__Short exercise__: Copy each of the following records word for word, leaving nothing out.

__Data rows__:
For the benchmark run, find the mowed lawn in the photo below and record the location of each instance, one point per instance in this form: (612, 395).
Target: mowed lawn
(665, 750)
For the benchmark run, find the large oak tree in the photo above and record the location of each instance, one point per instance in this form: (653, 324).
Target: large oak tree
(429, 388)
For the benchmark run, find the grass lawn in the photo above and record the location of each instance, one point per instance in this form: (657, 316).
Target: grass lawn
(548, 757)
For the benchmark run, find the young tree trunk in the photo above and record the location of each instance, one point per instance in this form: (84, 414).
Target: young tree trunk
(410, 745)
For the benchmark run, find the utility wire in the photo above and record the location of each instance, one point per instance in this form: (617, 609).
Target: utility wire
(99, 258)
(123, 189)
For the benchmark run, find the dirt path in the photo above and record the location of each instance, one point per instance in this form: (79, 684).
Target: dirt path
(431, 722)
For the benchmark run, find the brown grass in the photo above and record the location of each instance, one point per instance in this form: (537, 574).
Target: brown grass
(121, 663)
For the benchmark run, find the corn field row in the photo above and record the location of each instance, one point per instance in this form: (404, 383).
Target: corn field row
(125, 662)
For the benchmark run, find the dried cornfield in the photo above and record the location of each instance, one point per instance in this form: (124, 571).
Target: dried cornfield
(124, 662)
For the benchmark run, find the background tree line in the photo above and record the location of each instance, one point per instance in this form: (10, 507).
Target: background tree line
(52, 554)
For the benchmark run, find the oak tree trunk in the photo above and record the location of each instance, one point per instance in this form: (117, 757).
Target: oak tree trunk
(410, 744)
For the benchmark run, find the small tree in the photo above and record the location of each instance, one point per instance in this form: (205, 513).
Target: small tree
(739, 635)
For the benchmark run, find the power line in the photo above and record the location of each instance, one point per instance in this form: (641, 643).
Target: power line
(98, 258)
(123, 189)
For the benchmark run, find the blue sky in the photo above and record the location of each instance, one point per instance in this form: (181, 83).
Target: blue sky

__Task solution__:
For the benchmark run, find the mowed lawn in the photo below and record the location of each instance, one point per instance in this form: (612, 395).
Target: mowed lawn
(665, 750)
For the benchmark run, find the large oak tree in the photo above and record the location of each instance, one point per instance in this form: (653, 324).
Target: large oak tree
(429, 388)
For the benchmark run, find the grass lawn in the photo above and record the location of each instance, one point per instance in this form: (657, 316).
Target: grass lawn
(548, 757)
For the benchmark run, find the young tree trunk in the photo above and record the location of each instance, one point per instance in this form: (84, 414).
Target: young tree trunk
(410, 745)
For the benchmark run, find the utility wire in the photo above and record the location of each instance, one point per instance in this form: (617, 609).
Target: utility wire
(99, 258)
(123, 189)
For the benchmark run, find the dirt path in the photo above and record the location of each instance, one point per instance in this form: (79, 684).
Target: dirt path
(431, 722)
For the benchmark run, find the brown grass in the photo above and record the location of each instance, one point per instance in this form: (537, 574).
Target: brown grass
(121, 663)
For the benchmark run, find the corn field row in the photo above and record the location of each instance, one point per instance in this form: (404, 383).
Target: corn field row
(125, 662)
For the benchmark run, find the dried cornfield in the photo above and record the location of each instance, one point per instance in this form: (124, 571).
Target: dried cornfield
(124, 662)
For the benchmark run, find the background tree line in the photo above and record the location of each instance, one point per instance in this form: (10, 507).
Target: background tree line
(52, 554)
For the benchmark run, find the oak tree trunk in the photo above and record the location of each instance, one point per instance in this form: (117, 757).
Target: oak tree trunk
(410, 744)
For the benchmark run, find the small tree in the photo above and record the location of each instance, one point per instance in this form: (205, 513).
Target: small tree
(739, 635)
For the benchmark run, find the power line in the photo above and record the location of each instance, one point per instance in this form: (641, 643).
Target: power line
(98, 258)
(123, 189)
For the benchmark run, find the blue sky in the photo above and record the location of each instance, one point per instance in this form: (181, 83).
Target: blue sky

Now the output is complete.